**TASK ITEM**
An exact repetition of all the entries that follow is required.

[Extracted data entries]
§ §
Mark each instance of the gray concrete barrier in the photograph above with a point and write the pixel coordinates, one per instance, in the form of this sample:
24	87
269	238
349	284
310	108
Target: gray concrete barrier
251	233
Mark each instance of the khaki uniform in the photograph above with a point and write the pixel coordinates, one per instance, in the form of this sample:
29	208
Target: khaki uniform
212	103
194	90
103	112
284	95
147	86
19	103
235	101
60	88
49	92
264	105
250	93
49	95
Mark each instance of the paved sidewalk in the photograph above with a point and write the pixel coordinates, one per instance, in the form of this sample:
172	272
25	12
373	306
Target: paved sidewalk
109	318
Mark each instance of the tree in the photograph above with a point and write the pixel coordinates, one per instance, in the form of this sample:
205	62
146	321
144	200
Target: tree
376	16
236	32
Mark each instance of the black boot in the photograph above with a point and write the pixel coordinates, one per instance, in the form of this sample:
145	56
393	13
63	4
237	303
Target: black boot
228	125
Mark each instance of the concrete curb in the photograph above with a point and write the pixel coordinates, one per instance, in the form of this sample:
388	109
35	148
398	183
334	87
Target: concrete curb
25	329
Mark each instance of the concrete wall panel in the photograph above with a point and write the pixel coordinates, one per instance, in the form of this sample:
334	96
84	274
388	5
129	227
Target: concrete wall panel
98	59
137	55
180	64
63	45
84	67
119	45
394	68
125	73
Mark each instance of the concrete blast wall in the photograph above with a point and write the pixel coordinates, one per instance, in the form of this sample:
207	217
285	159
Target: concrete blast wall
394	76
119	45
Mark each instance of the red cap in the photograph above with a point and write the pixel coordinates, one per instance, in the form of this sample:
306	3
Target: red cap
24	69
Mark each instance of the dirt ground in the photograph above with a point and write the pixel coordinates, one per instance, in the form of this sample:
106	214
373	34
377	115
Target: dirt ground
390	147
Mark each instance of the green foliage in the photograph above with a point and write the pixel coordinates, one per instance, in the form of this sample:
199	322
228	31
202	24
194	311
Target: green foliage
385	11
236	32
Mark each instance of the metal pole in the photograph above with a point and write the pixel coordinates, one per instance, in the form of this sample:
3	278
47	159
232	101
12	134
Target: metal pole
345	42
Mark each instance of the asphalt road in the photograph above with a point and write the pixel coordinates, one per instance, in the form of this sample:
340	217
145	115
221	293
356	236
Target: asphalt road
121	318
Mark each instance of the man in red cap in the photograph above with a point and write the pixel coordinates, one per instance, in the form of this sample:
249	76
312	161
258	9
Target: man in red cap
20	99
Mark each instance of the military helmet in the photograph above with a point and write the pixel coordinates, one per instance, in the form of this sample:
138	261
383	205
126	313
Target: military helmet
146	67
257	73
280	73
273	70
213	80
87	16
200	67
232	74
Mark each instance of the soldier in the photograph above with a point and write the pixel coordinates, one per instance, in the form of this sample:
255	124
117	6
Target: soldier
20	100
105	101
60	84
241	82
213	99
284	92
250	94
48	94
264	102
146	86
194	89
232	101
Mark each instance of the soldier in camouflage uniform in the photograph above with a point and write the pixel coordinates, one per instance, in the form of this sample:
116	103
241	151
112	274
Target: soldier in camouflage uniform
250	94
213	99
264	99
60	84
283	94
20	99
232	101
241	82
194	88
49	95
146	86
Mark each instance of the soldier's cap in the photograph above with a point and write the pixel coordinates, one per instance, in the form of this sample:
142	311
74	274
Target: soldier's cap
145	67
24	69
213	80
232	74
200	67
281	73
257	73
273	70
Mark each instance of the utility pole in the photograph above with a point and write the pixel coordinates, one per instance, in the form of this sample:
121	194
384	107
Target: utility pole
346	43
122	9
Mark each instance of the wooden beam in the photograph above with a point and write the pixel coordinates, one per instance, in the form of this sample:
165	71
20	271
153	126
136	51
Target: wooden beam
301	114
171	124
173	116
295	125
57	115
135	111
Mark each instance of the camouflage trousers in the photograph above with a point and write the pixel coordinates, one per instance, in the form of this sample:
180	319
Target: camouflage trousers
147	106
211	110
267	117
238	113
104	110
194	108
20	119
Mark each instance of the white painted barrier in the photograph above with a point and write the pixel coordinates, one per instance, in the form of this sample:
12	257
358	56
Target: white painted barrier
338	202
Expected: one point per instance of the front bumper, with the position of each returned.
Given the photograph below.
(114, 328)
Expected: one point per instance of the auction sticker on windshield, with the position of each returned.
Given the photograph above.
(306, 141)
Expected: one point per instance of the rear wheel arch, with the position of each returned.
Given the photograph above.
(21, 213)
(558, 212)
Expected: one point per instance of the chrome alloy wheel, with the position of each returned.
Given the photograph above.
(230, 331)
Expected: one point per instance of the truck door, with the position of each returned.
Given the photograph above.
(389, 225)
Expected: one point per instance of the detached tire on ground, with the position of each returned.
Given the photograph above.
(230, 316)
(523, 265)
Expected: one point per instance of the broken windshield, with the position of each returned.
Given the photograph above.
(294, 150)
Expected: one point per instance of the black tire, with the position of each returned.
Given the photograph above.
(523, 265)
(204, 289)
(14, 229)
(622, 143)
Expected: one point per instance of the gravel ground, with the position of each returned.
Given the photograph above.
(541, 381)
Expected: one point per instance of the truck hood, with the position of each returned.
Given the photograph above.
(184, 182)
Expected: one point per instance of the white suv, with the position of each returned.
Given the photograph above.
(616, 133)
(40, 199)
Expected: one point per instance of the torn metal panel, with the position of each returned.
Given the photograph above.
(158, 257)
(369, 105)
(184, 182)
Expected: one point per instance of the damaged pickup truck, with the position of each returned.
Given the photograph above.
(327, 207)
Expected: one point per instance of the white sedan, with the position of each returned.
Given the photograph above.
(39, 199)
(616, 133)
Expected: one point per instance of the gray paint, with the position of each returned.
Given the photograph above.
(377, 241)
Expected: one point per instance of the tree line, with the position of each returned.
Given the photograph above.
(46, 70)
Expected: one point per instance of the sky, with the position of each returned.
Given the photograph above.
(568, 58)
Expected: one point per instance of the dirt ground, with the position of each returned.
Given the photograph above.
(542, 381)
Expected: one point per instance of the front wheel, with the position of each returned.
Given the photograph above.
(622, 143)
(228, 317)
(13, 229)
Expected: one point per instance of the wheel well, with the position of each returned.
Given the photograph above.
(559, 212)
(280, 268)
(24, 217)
§ §
**TASK OUTPUT**
Mark each instance of the gray concrete barrier in the photograph above with a point and write the pixel coordinates, one per instance, in the form of this sample:
24	87
269	238
349	284
310	108
Target: gray concrete barrier
251	233
Mark each instance of the khaki uniform in the photograph above with a point and write the pixel coordinates, one per instance, in the form of this sample:
29	208
Target: khaki uniform
212	103
194	90
103	112
284	95
147	86
19	103
235	101
60	88
49	92
264	105
250	93
49	95
Mark each instance of the paved sidewalk in the photograph above with a point and write the pixel coordinates, one per instance, in the form of this sample:
172	272
25	12
373	306
Target: paved sidewalk
109	318
Mark each instance of the tree in the photograph above with a point and write the pixel coordinates, one per instance, in the form of this sample:
205	62
146	321
144	200
Target: tree
376	16
236	32
Mark each instance of the black boot in the photograph above with a point and write the pixel coordinates, one per instance, in the form of this sample:
145	56
393	13
63	4
237	303
Target: black boot
228	125
Mark each instance of the concrete curb in the photograph above with a point and write the pixel coordinates, one per instance, in the form of this sample:
388	109
35	148
398	183
334	87
Target: concrete curb
25	329
Mark each instance of the concrete wall panel in the photograph above with a point and write the pixel coordinates, one per instance, in the form of this sample:
334	96
84	274
388	5
129	227
Target: concrete wall panel
98	59
137	55
180	64
63	45
84	67
119	45
394	68
125	73
Mark each instance of the concrete blast wall in the photograph above with a point and write the pixel coordinates, one per instance, in the form of this sample:
207	217
285	159
Target: concrete blast wall
394	76
119	45
Mark each instance of the red cap in the photograph above with a point and write the pixel coordinates, one per instance, in the form of this sample:
306	3
Target: red cap
24	69
Mark each instance of the dirt ground in the photograph above with a point and write the pixel coordinates, one per instance, in the form of this sample:
106	214
373	34
377	115
Target: dirt ground
390	147
Mark each instance of the green foliage in the photograph above with a point and write the pixel coordinates, one per instance, in the form of this sample:
199	322
228	31
202	24
194	311
Target: green foliage
385	11
236	32
Mark each instance of the metal pole in the photograph above with a point and write the pixel coordinates, one per instance, in the form of this sample:
3	278
47	159
232	101
12	134
Target: metal pole
345	42
Mark each instance of the asphalt road in the photograph above with a point and write the pixel coordinates, one per instance, in the form of this sample:
340	217
145	115
221	293
356	236
Target: asphalt road
121	318
Mark each instance of the man in red cap in the photograph above with a point and write the pixel coordinates, one per instance, in the form of this sample:
249	76
312	161
258	9
Target: man in red cap
20	99
Mark each instance of the military helmet in the photograph above with a point and write the pixel coordinates, one per instance, in the form of this sample:
138	261
383	205
126	313
Target: military helmet
146	67
257	73
280	73
273	70
213	80
87	16
200	67
232	74
Mark each instance of the soldier in the photograph above with a point and write the pixel coordinates, one per instance, in the form of this sample:
255	124
117	6
Target: soldier
20	100
105	101
60	84
241	82
213	99
284	92
250	94
48	94
264	102
146	86
194	89
232	101
Mark each instance of the soldier in camouflage uniform in the photograph above with a point and write the pixel coordinates, one per instance, in the form of this sample:
116	103
241	151
112	274
Target: soldier in camouflage uniform
250	94
213	99
264	99
60	84
283	94
20	99
232	101
241	82
194	88
49	95
146	86
Mark each instance of the soldier's cap in the photograph above with a point and write the pixel coordinates, one per instance, in the form of this sample:
142	311
74	274
Target: soldier's cap
145	67
24	69
213	80
232	74
200	67
281	73
257	73
273	70
Mark each instance of the utility pole in the photograph above with a point and write the pixel coordinates, one per instance, in the form of this sample:
121	194
384	107
Target: utility pole
346	43
122	9
Mark each instance of the wooden beam in the photograph above with a point and write the pixel coordinates, one per instance, in the form of this sample:
165	71
20	271
153	126
136	51
Target: wooden beam
301	114
171	124
173	116
295	125
57	115
135	111
Mark each instance of the camouflage trousers in the photograph above with a point and write the pixel coordinates, one per instance, in the form of this sample:
180	319
Target: camouflage trousers
147	106
211	110
267	117
238	113
104	110
194	108
20	119
Mark each instance of the white painted barrier in the photograph above with a point and write the pixel coordinates, one per instance, in the form of this sample:
12	257
358	56
Target: white painted barrier
338	202
Expected: one point per instance of the front bumper, with the position of each returned.
Given the photograph below.
(114, 328)
Expected: one point per instance of the auction sticker on windshield, with the position of each returned.
Given the photograph above.
(306, 141)
Expected: one point per instance of the rear wheel arch, with the position of each returned.
Given the photograph above.
(21, 213)
(558, 212)
Expected: one point per instance of the chrome alloy wheel, with the position of each returned.
Given the photograph above.
(230, 331)
Expected: one point per instance of the truck door, with the position of each returned.
Given the photograph above.
(389, 225)
Expected: one point per instance of the detached tire on ground, with the position of each returned.
Given the photograph above.
(230, 316)
(523, 265)
Expected: one point per instance of the broken windshield, with the position of each returned.
Given the photograph above.
(294, 150)
Expected: one point per instance of the black tire, with the position of each returned.
Given the photograph above.
(523, 265)
(204, 289)
(14, 229)
(622, 143)
Expected: one point per instance of the gravel ground, with the position of each returned.
Given the photograph above.
(541, 381)
Expected: one point per instance of the truck hood, with the position of each returned.
Given the photograph above.
(184, 182)
Expected: one point per instance of the white suv, with the position of each returned.
Given the photograph above.
(616, 133)
(40, 199)
Expected: one point per instance of the torn metal panel, with the position of each returned.
Given the photograph above.
(158, 257)
(369, 105)
(184, 182)
Expected: one point per instance of the damaged pickup truck, with the position of each returned.
Given the photograph above.
(327, 207)
Expected: one point per instance of the white sedan, with the position of each returned.
Given the photograph above.
(39, 199)
(616, 133)
Expected: one point per instance of the gray paint, with the position of each returned.
Given the photograph above.
(377, 241)
Expected: one point per instance of the tree line, with the position of each returned.
Given the photograph above.
(46, 70)
Expected: one point per instance of the sky, with the position of each returned.
Given the photograph above.
(568, 58)
Expected: one point per instance of the dirt ground, with the position of each returned.
Given the photograph above.
(542, 381)
Expected: one point per instance of the front wheel, with the position of each returned.
Given the photograph above.
(622, 143)
(228, 317)
(13, 229)
Expected: one point per instance of the wheel well, with the position of each returned.
Given the photograph above.
(559, 212)
(280, 268)
(24, 217)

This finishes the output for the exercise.